• **Aim of the task**
Starting with the first line and ending with the line that holds "Where can you see the wooden", repeat the material exactly.

• **Entries provided**

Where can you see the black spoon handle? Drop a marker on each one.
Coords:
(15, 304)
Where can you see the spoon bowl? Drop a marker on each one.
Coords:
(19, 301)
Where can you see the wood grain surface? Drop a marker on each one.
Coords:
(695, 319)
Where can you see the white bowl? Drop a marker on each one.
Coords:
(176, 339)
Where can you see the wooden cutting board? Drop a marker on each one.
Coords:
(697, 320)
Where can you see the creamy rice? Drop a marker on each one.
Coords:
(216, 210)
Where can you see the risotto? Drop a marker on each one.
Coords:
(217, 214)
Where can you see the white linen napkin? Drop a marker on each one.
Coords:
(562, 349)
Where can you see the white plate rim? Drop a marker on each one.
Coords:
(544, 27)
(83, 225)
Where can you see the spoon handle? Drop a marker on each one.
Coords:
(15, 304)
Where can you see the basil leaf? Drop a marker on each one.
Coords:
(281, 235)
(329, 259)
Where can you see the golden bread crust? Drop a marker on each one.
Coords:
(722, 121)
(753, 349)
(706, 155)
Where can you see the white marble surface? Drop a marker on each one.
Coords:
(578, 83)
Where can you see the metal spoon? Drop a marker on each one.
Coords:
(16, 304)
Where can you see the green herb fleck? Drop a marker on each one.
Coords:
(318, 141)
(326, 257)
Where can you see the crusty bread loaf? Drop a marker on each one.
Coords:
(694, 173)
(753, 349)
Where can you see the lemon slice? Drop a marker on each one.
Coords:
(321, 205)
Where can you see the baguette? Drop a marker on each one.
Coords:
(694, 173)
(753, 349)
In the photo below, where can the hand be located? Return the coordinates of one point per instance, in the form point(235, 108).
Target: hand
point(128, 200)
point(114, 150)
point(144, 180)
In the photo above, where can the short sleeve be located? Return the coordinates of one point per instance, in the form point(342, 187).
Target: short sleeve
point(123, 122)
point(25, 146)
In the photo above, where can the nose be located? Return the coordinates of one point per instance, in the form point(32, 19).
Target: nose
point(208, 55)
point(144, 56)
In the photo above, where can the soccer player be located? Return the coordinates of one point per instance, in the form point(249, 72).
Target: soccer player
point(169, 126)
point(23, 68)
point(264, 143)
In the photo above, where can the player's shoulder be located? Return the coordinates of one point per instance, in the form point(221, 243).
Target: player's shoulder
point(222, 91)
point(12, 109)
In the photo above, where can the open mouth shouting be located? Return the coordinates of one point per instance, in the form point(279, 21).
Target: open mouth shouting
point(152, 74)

• **Result**
Where can you see the black spoon handle? Drop a marker on each one.
Coords:
(15, 304)
Where can you see the spoon bowl? Drop a marker on each one.
Coords:
(19, 301)
Where can you see the wood grain surface? Drop a marker on each one.
Coords:
(695, 319)
Where can you see the white bowl? Drop a marker on each one.
Coords:
(176, 339)
Where can you see the wooden cutting board? Drop a marker on each one.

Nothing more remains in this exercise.